Position annotation items
— begin —
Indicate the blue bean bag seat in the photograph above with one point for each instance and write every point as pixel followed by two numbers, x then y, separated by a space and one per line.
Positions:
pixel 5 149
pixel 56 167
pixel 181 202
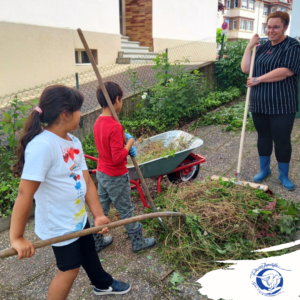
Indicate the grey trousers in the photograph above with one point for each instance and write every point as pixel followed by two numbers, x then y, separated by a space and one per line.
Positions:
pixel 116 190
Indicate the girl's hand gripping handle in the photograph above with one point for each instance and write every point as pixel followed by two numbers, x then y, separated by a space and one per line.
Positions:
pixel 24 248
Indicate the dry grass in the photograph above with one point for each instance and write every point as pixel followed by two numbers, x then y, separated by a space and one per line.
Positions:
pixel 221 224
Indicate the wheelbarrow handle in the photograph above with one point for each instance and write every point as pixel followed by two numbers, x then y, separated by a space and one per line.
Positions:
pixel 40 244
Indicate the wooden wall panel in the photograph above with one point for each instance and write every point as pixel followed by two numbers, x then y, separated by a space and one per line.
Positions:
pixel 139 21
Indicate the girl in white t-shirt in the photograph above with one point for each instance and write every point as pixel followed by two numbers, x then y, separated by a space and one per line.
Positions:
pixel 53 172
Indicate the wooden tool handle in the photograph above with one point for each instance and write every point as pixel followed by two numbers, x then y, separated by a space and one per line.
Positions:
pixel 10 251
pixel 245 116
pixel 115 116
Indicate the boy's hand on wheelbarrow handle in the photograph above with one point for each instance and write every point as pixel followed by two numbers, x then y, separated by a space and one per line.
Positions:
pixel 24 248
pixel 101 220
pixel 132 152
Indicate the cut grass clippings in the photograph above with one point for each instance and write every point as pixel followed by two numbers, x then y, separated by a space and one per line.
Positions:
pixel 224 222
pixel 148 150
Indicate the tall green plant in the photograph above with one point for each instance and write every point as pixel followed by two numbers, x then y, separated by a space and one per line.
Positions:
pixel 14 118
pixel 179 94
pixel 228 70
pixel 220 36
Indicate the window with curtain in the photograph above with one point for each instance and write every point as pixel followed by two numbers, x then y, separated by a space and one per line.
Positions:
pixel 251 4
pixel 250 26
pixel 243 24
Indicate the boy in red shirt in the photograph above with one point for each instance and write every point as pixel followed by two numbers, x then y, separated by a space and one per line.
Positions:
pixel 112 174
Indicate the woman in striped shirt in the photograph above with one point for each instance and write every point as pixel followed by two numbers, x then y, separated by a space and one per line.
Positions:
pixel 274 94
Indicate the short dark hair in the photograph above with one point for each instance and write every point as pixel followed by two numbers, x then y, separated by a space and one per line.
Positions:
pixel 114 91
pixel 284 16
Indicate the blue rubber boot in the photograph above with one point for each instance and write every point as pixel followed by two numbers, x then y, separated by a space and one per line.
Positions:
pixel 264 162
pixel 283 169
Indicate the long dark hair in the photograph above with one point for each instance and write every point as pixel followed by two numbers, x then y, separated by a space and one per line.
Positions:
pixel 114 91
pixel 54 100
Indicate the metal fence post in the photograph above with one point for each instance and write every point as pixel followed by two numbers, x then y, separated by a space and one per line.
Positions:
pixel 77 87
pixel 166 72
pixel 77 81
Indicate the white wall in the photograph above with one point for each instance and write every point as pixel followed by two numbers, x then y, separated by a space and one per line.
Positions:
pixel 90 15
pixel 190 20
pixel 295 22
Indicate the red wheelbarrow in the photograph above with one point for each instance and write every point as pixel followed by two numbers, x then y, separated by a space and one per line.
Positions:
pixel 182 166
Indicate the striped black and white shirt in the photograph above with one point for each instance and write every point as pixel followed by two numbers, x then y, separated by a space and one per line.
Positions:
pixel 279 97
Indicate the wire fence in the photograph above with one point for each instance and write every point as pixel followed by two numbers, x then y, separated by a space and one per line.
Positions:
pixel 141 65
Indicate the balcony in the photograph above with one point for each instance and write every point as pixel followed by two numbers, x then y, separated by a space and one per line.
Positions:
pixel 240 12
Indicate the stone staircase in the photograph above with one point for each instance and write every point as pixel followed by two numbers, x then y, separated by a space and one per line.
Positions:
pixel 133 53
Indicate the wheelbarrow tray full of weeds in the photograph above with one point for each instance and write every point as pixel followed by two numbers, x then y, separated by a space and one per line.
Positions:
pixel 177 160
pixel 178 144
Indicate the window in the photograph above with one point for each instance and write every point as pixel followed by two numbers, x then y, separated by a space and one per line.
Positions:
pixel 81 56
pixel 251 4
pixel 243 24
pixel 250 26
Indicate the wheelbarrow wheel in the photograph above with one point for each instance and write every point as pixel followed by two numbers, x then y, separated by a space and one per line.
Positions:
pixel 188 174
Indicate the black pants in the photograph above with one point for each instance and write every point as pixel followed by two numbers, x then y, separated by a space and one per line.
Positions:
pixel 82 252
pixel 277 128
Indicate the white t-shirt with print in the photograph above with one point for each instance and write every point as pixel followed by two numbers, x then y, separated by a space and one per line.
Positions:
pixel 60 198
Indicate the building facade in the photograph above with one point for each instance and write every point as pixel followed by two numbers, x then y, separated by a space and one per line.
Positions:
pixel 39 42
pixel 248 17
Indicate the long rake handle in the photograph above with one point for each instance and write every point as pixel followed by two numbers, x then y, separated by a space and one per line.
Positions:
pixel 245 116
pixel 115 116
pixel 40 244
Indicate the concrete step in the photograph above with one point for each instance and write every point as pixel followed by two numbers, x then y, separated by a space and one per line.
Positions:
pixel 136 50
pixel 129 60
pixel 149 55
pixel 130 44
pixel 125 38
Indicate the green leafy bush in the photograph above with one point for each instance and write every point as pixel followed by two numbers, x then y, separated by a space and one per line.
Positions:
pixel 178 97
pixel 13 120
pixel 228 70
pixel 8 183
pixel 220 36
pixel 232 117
— end —
— begin —
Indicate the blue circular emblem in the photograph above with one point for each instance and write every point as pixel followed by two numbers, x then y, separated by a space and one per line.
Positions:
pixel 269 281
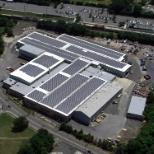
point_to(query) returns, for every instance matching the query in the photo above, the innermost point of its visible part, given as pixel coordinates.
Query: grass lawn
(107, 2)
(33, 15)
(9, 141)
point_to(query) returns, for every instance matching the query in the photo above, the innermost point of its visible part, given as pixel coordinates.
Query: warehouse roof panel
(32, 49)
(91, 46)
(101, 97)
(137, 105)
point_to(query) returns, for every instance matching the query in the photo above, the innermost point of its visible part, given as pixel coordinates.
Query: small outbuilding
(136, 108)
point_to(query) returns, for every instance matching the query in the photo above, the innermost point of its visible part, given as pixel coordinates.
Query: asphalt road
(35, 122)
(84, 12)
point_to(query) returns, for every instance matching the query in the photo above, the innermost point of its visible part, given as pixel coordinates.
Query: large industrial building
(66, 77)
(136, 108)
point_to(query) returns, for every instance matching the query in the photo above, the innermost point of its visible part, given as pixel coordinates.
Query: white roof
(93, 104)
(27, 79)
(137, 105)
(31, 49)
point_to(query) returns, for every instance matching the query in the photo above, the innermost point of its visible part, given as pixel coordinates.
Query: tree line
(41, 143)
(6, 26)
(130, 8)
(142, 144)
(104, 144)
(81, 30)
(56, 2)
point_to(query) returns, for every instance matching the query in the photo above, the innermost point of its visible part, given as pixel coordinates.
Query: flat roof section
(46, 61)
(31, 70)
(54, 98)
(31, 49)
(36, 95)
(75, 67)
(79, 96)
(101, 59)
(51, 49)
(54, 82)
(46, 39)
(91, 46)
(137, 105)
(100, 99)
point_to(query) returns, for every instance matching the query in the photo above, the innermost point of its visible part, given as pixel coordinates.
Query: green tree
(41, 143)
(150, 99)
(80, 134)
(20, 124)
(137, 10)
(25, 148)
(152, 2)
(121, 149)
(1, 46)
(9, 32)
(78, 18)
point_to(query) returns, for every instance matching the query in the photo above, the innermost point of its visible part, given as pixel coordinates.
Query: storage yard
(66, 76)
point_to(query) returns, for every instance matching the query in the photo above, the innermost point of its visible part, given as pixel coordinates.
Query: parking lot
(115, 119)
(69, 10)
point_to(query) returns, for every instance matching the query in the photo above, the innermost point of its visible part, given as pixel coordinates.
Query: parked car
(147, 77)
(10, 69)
— end —
▸ To do:
Please render the items above, from the line with "Indicate the blue bean" up to and including the line with "pixel 53 172", as a two-column CSV headed instruction and positions, with one row per item. Put each item's text and its answer in their own quoted fields with line breaks changed to spaces, and leave the pictures out.

▸ Solution to this problem:
instruction,positions
"Indicate the blue bean bag seat in the photograph above with one point for each instance and write every point as pixel followed by two numbers, x then y, separated by a space and one per line. Positions:","pixel 5 149 pixel 56 167 pixel 181 202"
"Indicate the grey trousers in the photograph above with one point for each instance and write every point as pixel followed by two numbers, x then y, separated by a space and one per line. Positions:","pixel 116 190"
"Indicate the girl's hand gripping handle in the photograph above with one point for each instance and write every point as pixel followed by two numbers, x then y, separated by a space and one per line. Positions:","pixel 24 248"
"Indicate the dry grass in the photograph above with one point for each instance and write every point as pixel followed by two numbers, x then y, separated by a space and one per line. Positions:","pixel 221 224"
"Indicate the wheelbarrow handle in the photograph above with one point for each instance and write every point as pixel followed by two numbers, x then y, separated by a space and one per line. Positions:","pixel 40 244"
"Indicate the wooden wall panel in the photograph above with one point for each instance and write every point as pixel followed by two numbers, x then y, separated by a space and one per line. Positions:","pixel 139 21"
"Indicate the girl in white t-shirt in the photograph above with one point for each instance and write every point as pixel followed by two numbers, x then y, separated by a space and one per line. Positions:","pixel 53 172"